Problem statement: Go through the lines below and repeat each one exactly, skipping pictures.

(Image-grounded pointing data)
*** Block opens ***

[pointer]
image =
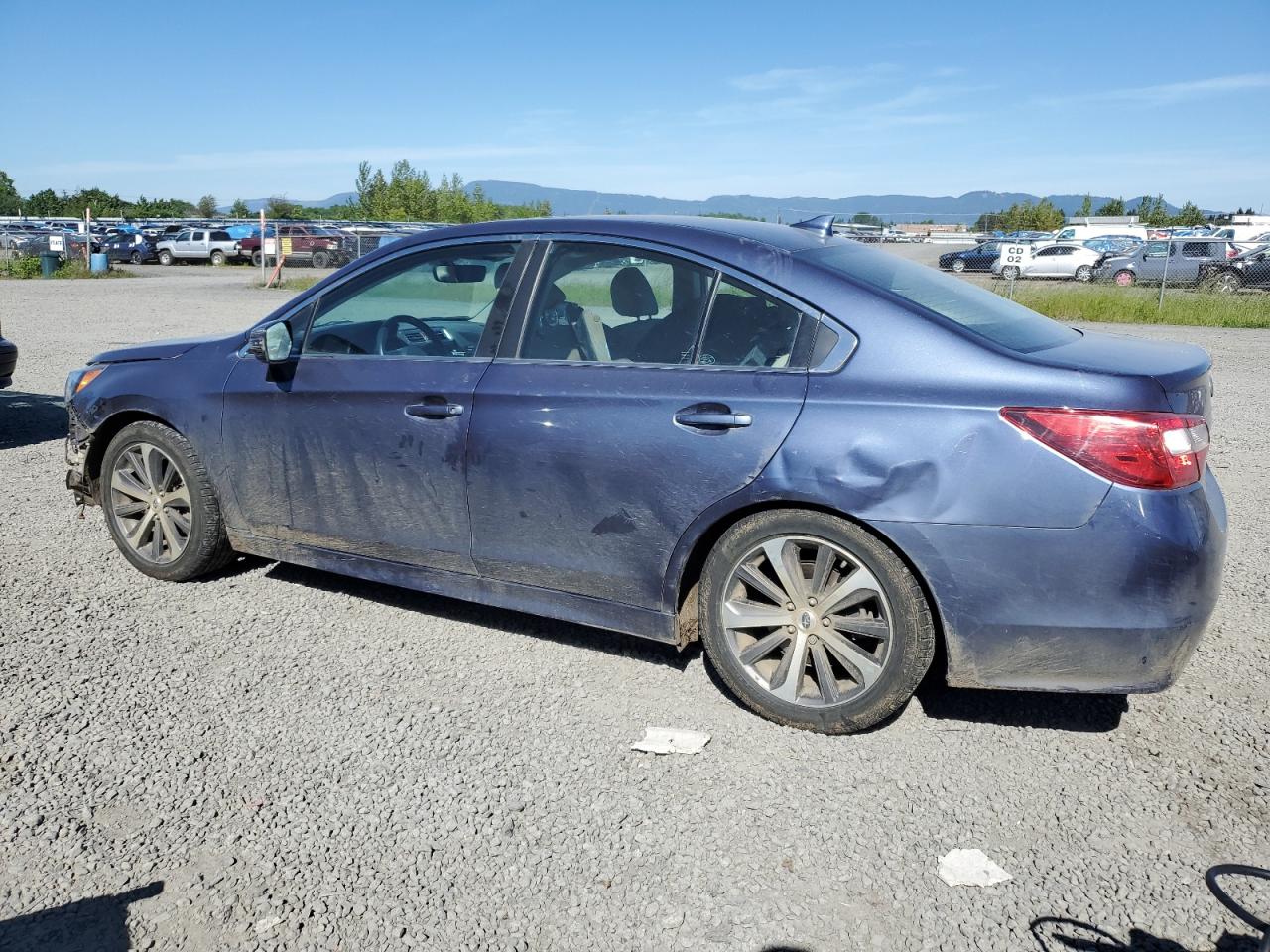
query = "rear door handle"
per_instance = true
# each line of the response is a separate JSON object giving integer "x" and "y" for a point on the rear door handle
{"x": 699, "y": 419}
{"x": 435, "y": 408}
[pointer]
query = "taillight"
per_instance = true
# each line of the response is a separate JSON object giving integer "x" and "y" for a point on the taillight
{"x": 1142, "y": 449}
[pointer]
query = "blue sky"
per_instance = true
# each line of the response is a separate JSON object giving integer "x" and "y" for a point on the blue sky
{"x": 676, "y": 99}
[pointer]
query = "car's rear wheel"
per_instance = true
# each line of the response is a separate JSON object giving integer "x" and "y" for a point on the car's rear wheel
{"x": 813, "y": 621}
{"x": 160, "y": 506}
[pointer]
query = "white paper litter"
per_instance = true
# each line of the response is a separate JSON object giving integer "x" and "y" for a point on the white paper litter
{"x": 970, "y": 867}
{"x": 671, "y": 740}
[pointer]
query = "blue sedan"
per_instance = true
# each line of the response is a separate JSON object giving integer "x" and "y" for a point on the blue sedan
{"x": 817, "y": 458}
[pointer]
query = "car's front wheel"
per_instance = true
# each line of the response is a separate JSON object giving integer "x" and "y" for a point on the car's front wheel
{"x": 160, "y": 506}
{"x": 813, "y": 621}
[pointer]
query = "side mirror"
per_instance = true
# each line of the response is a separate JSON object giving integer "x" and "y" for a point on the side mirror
{"x": 271, "y": 344}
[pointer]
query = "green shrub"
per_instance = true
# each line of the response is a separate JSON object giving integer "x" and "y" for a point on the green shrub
{"x": 24, "y": 267}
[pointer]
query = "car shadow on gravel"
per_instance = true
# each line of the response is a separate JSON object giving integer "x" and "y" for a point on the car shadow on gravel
{"x": 1087, "y": 714}
{"x": 610, "y": 643}
{"x": 87, "y": 925}
{"x": 27, "y": 419}
{"x": 1057, "y": 934}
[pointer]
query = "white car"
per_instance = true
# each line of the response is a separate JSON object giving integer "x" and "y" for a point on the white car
{"x": 1057, "y": 261}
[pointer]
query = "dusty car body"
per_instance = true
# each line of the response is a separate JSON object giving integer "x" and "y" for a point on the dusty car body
{"x": 671, "y": 426}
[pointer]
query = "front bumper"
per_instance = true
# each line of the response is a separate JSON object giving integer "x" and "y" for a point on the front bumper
{"x": 1115, "y": 606}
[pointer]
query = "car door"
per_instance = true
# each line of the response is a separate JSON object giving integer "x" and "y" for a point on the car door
{"x": 611, "y": 419}
{"x": 358, "y": 445}
{"x": 1153, "y": 258}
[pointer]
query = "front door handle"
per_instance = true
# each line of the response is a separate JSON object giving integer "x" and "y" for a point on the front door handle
{"x": 435, "y": 408}
{"x": 712, "y": 419}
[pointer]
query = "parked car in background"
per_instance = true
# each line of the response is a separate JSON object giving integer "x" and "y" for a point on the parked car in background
{"x": 1245, "y": 238}
{"x": 198, "y": 245}
{"x": 304, "y": 244}
{"x": 1174, "y": 262}
{"x": 457, "y": 413}
{"x": 1058, "y": 261}
{"x": 979, "y": 258}
{"x": 1114, "y": 244}
{"x": 1079, "y": 232}
{"x": 1250, "y": 270}
{"x": 130, "y": 248}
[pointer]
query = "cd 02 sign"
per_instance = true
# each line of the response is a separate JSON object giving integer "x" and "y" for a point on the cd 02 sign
{"x": 1014, "y": 257}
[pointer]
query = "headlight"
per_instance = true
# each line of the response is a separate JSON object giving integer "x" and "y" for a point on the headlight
{"x": 80, "y": 379}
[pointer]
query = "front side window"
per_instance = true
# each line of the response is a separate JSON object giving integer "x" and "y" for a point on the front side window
{"x": 608, "y": 303}
{"x": 432, "y": 303}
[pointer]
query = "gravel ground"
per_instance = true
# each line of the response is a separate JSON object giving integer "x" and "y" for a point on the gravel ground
{"x": 280, "y": 758}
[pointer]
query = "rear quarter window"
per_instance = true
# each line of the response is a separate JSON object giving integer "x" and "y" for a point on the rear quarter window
{"x": 979, "y": 311}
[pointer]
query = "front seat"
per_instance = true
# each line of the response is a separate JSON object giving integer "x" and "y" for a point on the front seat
{"x": 631, "y": 298}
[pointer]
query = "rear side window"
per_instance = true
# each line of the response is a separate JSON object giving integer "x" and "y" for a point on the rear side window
{"x": 980, "y": 311}
{"x": 748, "y": 329}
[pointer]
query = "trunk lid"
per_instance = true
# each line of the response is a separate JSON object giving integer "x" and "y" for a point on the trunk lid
{"x": 1182, "y": 370}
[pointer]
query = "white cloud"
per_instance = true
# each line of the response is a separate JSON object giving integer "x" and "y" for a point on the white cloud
{"x": 1167, "y": 93}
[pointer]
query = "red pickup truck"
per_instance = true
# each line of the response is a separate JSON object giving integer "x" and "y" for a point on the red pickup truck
{"x": 314, "y": 244}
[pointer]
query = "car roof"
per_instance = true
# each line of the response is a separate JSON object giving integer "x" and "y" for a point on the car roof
{"x": 698, "y": 234}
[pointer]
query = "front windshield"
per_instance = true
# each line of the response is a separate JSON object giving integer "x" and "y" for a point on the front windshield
{"x": 975, "y": 308}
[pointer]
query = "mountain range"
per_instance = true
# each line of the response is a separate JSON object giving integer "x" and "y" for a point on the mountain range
{"x": 943, "y": 209}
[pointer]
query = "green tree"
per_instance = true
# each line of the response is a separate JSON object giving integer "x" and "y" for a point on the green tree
{"x": 1189, "y": 216}
{"x": 9, "y": 198}
{"x": 1112, "y": 208}
{"x": 280, "y": 207}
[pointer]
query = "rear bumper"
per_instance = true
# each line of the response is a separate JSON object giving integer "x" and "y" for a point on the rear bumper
{"x": 1115, "y": 606}
{"x": 8, "y": 361}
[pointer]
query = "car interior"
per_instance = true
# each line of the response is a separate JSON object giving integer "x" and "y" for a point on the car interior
{"x": 590, "y": 306}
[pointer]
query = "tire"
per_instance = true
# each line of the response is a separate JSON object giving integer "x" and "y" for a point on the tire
{"x": 1224, "y": 284}
{"x": 889, "y": 598}
{"x": 146, "y": 454}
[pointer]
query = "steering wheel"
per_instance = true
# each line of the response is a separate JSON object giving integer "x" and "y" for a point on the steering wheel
{"x": 388, "y": 331}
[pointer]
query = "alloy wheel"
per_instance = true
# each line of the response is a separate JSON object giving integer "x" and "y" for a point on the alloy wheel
{"x": 150, "y": 504}
{"x": 807, "y": 621}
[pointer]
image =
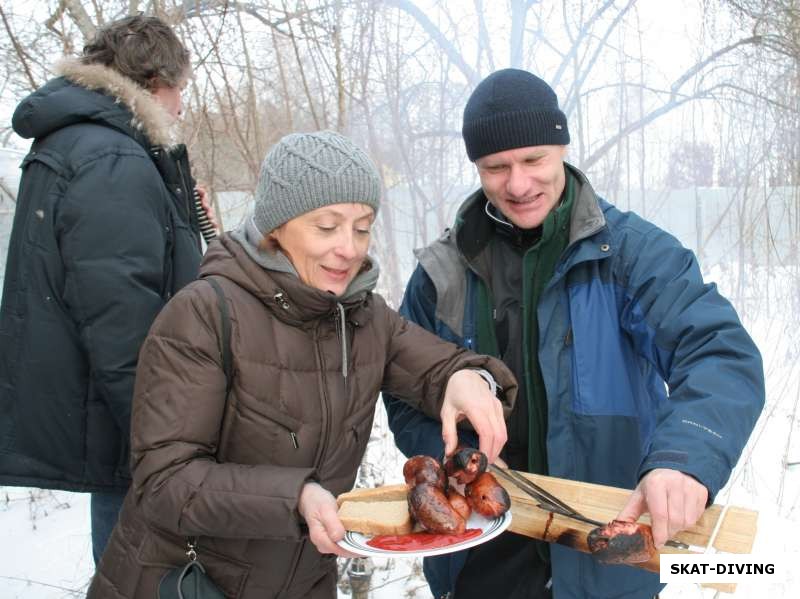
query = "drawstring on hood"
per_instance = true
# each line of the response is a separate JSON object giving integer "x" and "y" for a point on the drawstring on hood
{"x": 342, "y": 326}
{"x": 249, "y": 237}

*** Block closes ***

Response area:
[pointer]
image =
query = "rear door handle"
per_instance = true
# each line of the response is a separate JSON object giving integer "x" and "y" for a point on the rear door handle
{"x": 699, "y": 419}
{"x": 435, "y": 408}
[pointer]
query = "taillight"
per_instance = true
# each line of the response is a separate JSON object giving integer "x" and "y" for a point on the taillight
{"x": 1142, "y": 449}
[pointer]
query = "blue sky"
per_instance = true
# each line of the response is a separate JSON object giving integer "x" and "y" for a point on the blue sky
{"x": 676, "y": 99}
[pointer]
query = "car's rear wheel"
per_instance = true
# each line of the response is a separate JSON object giving integer "x" and "y" for a point on the car's rear wheel
{"x": 813, "y": 621}
{"x": 160, "y": 506}
[pointer]
query = "white paper litter"
per_instance = true
# each line of the response is a separate JSON object giving integer "x" and "y" for a point on the white paper litter
{"x": 970, "y": 867}
{"x": 671, "y": 740}
[pointer]
query = "blue sedan"
per_instance = true
# each line of the response is a separate JSON object giving integer "x" and "y" for a point on the blue sedan
{"x": 817, "y": 458}
[pointer]
query = "car's front wheel"
per_instance = true
# each line of the response is a separate JSON object giving integer "x" and "y" for a point on the car's front wheel
{"x": 160, "y": 506}
{"x": 813, "y": 621}
[pointer]
query = "side mirror"
per_instance = true
# each line of the response is a separate JSON object giving integer "x" and "y" for a point on the side mirror
{"x": 271, "y": 344}
[pointer]
query = "green shrub"
per_instance = true
# each line of the response is a separate JSON object giving integer "x" and "y" for a point on the green shrub
{"x": 24, "y": 267}
[pointer]
query = "car shadow on gravel"
per_instance = true
# each line of the response is a separate JSON object giving integer "x" and "y" for a point on the car shadow on gravel
{"x": 1087, "y": 714}
{"x": 610, "y": 643}
{"x": 87, "y": 925}
{"x": 27, "y": 419}
{"x": 1057, "y": 934}
[pointer]
query = "white car"
per_instance = true
# each line of the response is a separate JSON object giving integer "x" and "y" for a point on the white car
{"x": 1057, "y": 261}
[pointer]
query = "dusty car body"
per_instance = true
# each line of the response is a separate JSON object giving integer "x" and "y" for a point on the dusty car body
{"x": 671, "y": 426}
[pointer]
query = "front bumper"
per_instance = true
# each line of the response is a separate JSON object giving integer "x" and "y" for a point on the front bumper
{"x": 1115, "y": 606}
[pointer]
query = "car door"
per_instance = true
# each line of the response is a separate JSON object giving integer "x" and "y" for a point on the car door
{"x": 611, "y": 419}
{"x": 358, "y": 445}
{"x": 1153, "y": 258}
[pointer]
query = "front door handle"
per_instance = true
# each line of the response is a separate JSON object giving integer "x" and "y" for a point on the front door handle
{"x": 435, "y": 408}
{"x": 712, "y": 419}
[pointer]
query = "parked car in background"
per_instance = true
# each line of the response is a separate JSON object giving integer "x" and "y" for a point on the parked car in background
{"x": 1245, "y": 238}
{"x": 198, "y": 245}
{"x": 304, "y": 244}
{"x": 1174, "y": 262}
{"x": 457, "y": 413}
{"x": 1058, "y": 261}
{"x": 979, "y": 258}
{"x": 1114, "y": 244}
{"x": 1079, "y": 232}
{"x": 1250, "y": 270}
{"x": 130, "y": 248}
[pointer]
query = "cd 02 sign"
per_instance = true
# each line of the response is a separate JSON object giving integer "x" and "y" for a point on the cd 02 sign
{"x": 1014, "y": 257}
[pointer]
query = "headlight"
per_instance = true
# each line of the response is a separate JSON object giving integer "x" and "y" for a point on the headlight
{"x": 80, "y": 379}
[pointer]
query = "front side window"
per_instance = true
# each line of the response is a separate JSON object giving integer "x" and "y" for a point on the front side window
{"x": 608, "y": 303}
{"x": 432, "y": 303}
[pointer]
query = "gravel ground"
per_instance = true
# each line of the response is a separate JSON object giving integer "x" and "y" for a point on the gravel ground
{"x": 280, "y": 758}
[pointer]
query = "rear quarter window"
per_instance = true
# each line of the response is a separate JSON object giving integer "x" and "y" for a point on the rear quarter window
{"x": 979, "y": 311}
[pointer]
query = "front seat"
per_instance = true
# each line of the response is a separate JSON object giving integer "x" and "y" for a point on the front seat
{"x": 631, "y": 298}
[pointer]
query = "rear side window"
per_instance = true
# each line of the response is a separate JSON object giving integer "x" and "y" for a point on the rear side window
{"x": 980, "y": 311}
{"x": 748, "y": 329}
[pointer]
query = "trunk lid"
per_instance = true
# each line of the response is a separate JSON object giving integer "x" and "y" for a point on the trunk lid
{"x": 1182, "y": 370}
[pointer]
query = "white cloud"
per_instance = true
# each line of the response is a separate JSON object giving integer "x" and "y" for a point on the white cloud
{"x": 1167, "y": 93}
[pointer]
query = "red pickup truck"
per_instance = true
# each line of the response is a separate JSON object giving integer "x" and "y" for a point on the red pickup truck
{"x": 314, "y": 244}
[pointer]
query = "car roof"
per_instance = true
# each line of the response is a separate JSON object giving integer "x" and "y" for a point on the car roof
{"x": 698, "y": 234}
[pointer]
query = "front windshield"
per_instance = true
# each line of the response is a separate JSON object giving integer "x" and "y" for a point on the front windshield
{"x": 975, "y": 308}
[pointer]
query = "mountain range"
per_instance = true
# each line of the response is a separate JSON object giving integer "x" and "y" for a point on the mountain range
{"x": 943, "y": 209}
[pointer]
query = "green tree"
per_instance = true
# each line of the response is a separate JSON object giving integer "x" and "y" for a point on the green tree
{"x": 1189, "y": 216}
{"x": 9, "y": 198}
{"x": 1112, "y": 208}
{"x": 280, "y": 207}
[pointer]
query = "rear bumper"
per_instance = true
# each line of the response is a separate JSON object giving integer "x" and "y" for a point on the rear bumper
{"x": 1115, "y": 606}
{"x": 8, "y": 361}
[pointer]
query = "car interior"
per_instance = true
# each line of the response is a separate JSON object giving integer "x" and "y" for a point on the car interior
{"x": 590, "y": 306}
[pointer]
query = "tire"
per_instance = true
# each line of the response is a separate JSON object giving integer "x" and "y" for a point on the tire
{"x": 1224, "y": 284}
{"x": 889, "y": 598}
{"x": 146, "y": 454}
[pointer]
query = "steering wheel"
per_instance = true
# each line of the response is a separate JSON object giving integer "x" and "y" for a point on the steering wheel
{"x": 388, "y": 331}
[pointer]
query = "alloy wheel"
per_instance = true
# each line of the response is a separate JSON object giving integer "x" and "y" for a point on the alloy wheel
{"x": 150, "y": 504}
{"x": 807, "y": 621}
[pointer]
image =
query = "drawstring on hood"
per_instance = true
# each line of the response is a separate JSON object giving integer "x" and "y" for a point on the drawstring on hood
{"x": 342, "y": 326}
{"x": 249, "y": 237}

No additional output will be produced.